Data shown:
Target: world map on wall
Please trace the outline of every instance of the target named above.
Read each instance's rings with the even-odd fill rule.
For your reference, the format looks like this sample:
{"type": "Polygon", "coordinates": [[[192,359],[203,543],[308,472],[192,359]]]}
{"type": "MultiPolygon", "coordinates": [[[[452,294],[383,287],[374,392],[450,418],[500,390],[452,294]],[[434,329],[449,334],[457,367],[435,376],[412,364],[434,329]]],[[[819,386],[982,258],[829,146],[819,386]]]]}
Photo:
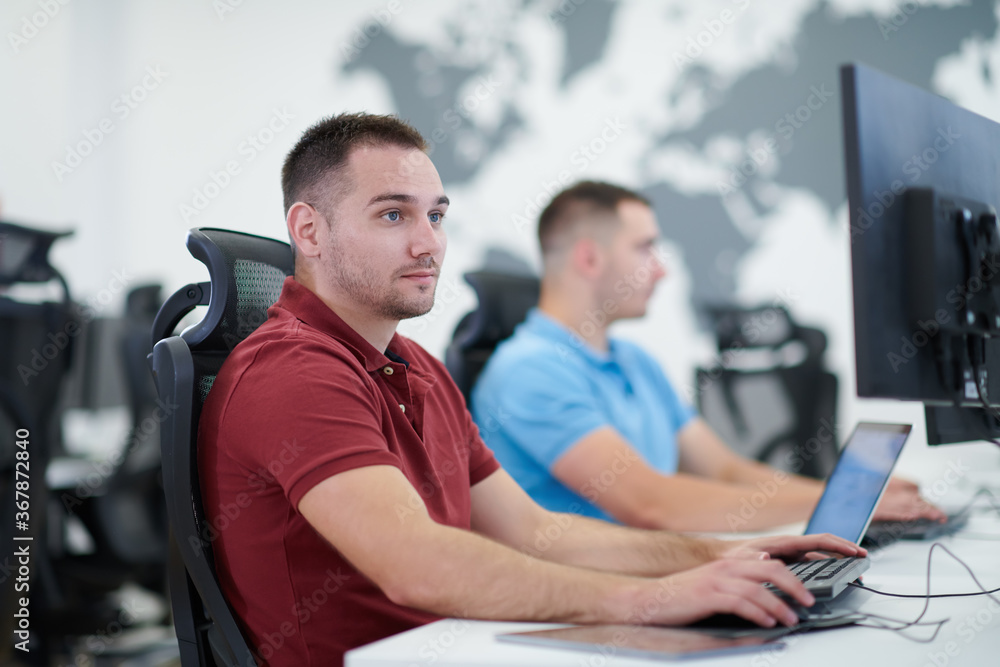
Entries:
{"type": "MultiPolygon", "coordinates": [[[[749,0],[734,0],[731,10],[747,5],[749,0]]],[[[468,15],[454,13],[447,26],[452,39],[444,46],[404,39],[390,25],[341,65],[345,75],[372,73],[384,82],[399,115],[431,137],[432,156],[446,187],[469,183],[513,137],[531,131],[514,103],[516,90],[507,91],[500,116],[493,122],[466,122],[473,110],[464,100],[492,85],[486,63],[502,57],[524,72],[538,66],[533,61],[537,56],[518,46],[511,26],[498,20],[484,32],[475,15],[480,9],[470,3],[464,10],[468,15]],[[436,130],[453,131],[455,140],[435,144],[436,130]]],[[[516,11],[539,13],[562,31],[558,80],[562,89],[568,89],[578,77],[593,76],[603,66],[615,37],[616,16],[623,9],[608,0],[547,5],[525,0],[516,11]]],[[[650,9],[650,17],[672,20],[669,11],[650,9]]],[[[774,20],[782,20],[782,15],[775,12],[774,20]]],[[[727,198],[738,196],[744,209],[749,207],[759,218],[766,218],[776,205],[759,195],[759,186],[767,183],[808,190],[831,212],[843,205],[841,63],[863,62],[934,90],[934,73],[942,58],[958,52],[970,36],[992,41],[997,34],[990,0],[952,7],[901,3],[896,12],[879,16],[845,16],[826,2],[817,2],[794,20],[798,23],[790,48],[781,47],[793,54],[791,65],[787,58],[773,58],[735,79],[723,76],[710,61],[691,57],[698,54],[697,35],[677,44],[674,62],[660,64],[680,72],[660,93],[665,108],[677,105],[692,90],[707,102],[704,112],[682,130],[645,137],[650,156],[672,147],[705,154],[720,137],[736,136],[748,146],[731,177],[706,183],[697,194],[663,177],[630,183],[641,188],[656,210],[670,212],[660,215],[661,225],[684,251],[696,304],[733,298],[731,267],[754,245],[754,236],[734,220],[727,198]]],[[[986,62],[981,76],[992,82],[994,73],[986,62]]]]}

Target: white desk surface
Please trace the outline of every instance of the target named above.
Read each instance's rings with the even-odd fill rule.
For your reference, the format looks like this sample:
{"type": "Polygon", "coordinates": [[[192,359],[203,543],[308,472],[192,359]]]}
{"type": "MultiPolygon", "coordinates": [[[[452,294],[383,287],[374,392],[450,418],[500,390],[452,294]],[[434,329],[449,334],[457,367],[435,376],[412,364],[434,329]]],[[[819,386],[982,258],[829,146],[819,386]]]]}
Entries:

Directions:
Give an exact copy of the material, leaving out every picture.

Exercise response:
Target: world map on wall
Please trace the outline of every instance of the target named above.
Read each instance's rings with the even-odd fill rule.
For your reference, the format looks like this sample:
{"type": "Polygon", "coordinates": [[[192,359],[203,543],[308,472],[192,359]]]}
{"type": "MultiPolygon", "coordinates": [[[[452,294],[383,287],[374,392],[450,418],[500,390],[452,294]],[[434,329],[449,334],[457,367],[435,376],[412,364],[434,329]]],[[[819,386],[982,258],[829,146],[819,386]]]]}
Photo:
Entries:
{"type": "MultiPolygon", "coordinates": [[[[749,0],[734,0],[731,10],[747,5],[749,0]]],[[[468,15],[454,13],[447,26],[452,39],[444,46],[404,39],[390,25],[341,65],[345,75],[372,73],[384,82],[399,115],[431,137],[432,156],[446,187],[469,183],[513,137],[531,131],[514,103],[516,90],[507,91],[500,116],[493,122],[466,122],[473,110],[464,100],[492,85],[486,63],[502,57],[524,72],[538,66],[533,61],[537,56],[518,46],[511,26],[498,20],[484,32],[475,15],[480,9],[470,3],[464,10],[468,15]],[[436,130],[453,131],[455,140],[435,144],[436,130]]],[[[516,11],[539,13],[562,31],[558,80],[562,89],[568,89],[578,77],[593,76],[603,66],[615,37],[616,16],[623,9],[608,0],[547,5],[525,0],[516,11]]],[[[650,9],[650,17],[672,20],[669,11],[650,9]]],[[[774,20],[782,20],[782,15],[775,12],[774,20]]],[[[727,198],[738,196],[744,209],[749,207],[759,218],[766,218],[776,205],[759,195],[759,186],[767,183],[808,190],[831,212],[843,205],[841,63],[863,62],[934,90],[934,73],[942,58],[958,52],[970,36],[992,41],[997,34],[990,0],[952,7],[901,3],[896,12],[879,16],[845,16],[826,2],[817,2],[794,20],[798,23],[790,48],[781,47],[793,54],[791,65],[787,58],[773,58],[735,79],[723,76],[710,61],[691,57],[698,54],[697,35],[677,44],[674,62],[660,64],[680,72],[660,93],[665,108],[677,105],[692,90],[707,102],[704,112],[682,130],[645,137],[650,156],[672,147],[705,154],[720,137],[736,136],[748,146],[731,177],[706,183],[697,194],[663,177],[630,183],[641,188],[656,210],[670,212],[660,215],[661,225],[684,251],[696,304],[733,298],[731,267],[754,245],[754,236],[734,220],[727,198]]],[[[986,62],[981,76],[992,82],[994,73],[986,62]]]]}

Target: white desk surface
Please trace the outline of every instance of the target named above.
Read each instance's rings with the even-odd fill rule.
For your reference, the format looks like this sample:
{"type": "Polygon", "coordinates": [[[192,359],[203,543],[308,472],[192,359]]]}
{"type": "MultiPolygon", "coordinates": [[[[452,294],[383,287],[374,392],[450,418],[500,390],[452,294]],[[434,329],[449,334],[457,367],[435,376],[412,364],[434,329]]],[[[819,386],[982,258],[829,146],[819,386]]]]}
Entries:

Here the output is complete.